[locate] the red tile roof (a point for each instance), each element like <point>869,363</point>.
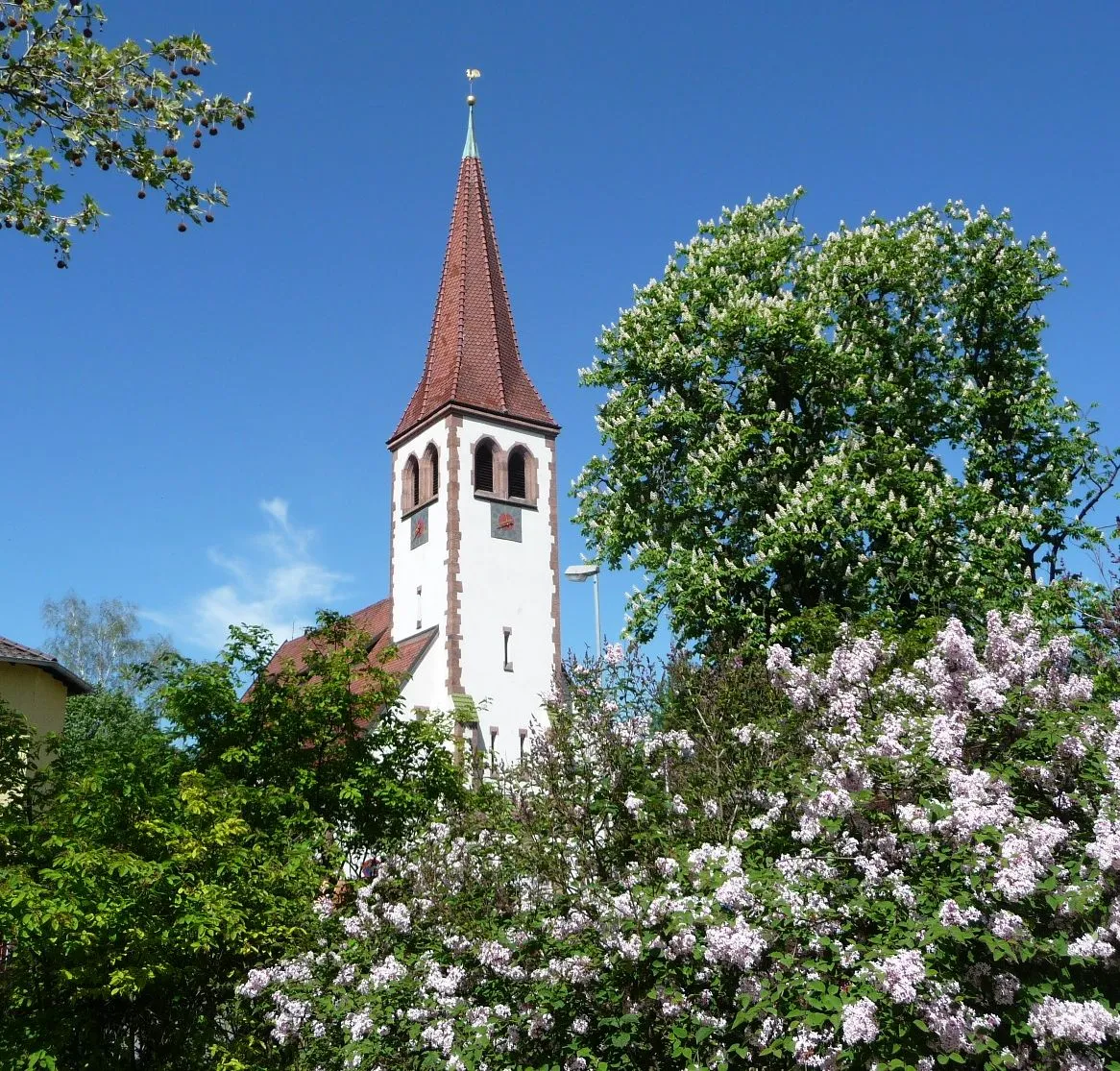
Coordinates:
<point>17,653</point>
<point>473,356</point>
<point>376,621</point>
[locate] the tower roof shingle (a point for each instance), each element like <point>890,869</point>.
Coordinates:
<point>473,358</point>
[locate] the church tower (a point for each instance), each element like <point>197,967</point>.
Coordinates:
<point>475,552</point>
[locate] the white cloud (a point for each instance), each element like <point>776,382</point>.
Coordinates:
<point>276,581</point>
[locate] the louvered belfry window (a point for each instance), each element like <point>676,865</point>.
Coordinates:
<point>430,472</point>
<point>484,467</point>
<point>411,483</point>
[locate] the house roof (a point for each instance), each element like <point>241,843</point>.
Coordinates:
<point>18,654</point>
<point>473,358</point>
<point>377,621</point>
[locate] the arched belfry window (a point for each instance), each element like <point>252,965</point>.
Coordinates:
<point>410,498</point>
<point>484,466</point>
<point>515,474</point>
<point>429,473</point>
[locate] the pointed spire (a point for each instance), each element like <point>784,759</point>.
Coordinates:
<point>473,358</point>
- - - -
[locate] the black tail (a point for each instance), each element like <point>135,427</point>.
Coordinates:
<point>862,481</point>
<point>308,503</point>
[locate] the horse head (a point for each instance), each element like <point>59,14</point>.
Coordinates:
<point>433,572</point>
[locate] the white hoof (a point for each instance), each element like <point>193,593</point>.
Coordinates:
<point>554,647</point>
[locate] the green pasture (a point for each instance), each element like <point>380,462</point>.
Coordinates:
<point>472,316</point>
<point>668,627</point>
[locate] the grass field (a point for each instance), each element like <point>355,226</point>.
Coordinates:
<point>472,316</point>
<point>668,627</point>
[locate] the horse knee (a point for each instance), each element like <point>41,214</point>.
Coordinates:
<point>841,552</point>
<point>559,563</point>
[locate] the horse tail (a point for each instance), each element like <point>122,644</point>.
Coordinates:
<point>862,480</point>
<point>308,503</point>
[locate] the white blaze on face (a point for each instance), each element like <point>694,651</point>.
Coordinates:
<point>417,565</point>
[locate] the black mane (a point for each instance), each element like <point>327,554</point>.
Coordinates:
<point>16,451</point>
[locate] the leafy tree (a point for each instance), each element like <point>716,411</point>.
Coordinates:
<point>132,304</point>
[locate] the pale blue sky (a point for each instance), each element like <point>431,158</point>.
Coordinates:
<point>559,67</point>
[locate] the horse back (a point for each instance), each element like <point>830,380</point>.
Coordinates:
- - - -
What is needed: Please rewrite the stretch of material that opens with the line containing "[locate] the red" and closes with the line containing "<point>475,552</point>", switching "tower" to "steeple" and changing nothing else. Omit the pictures from your answer.

Reply to the task:
[locate] the red tile roof (a point for each instance), each element like <point>869,363</point>.
Coordinates:
<point>17,653</point>
<point>473,356</point>
<point>376,621</point>
[locate] the steeple roof shingle (a point for each instance), each element like <point>890,869</point>.
Coordinates:
<point>473,358</point>
[locate] the church steeple (a point for each instance), each element like <point>197,967</point>.
Coordinates:
<point>475,552</point>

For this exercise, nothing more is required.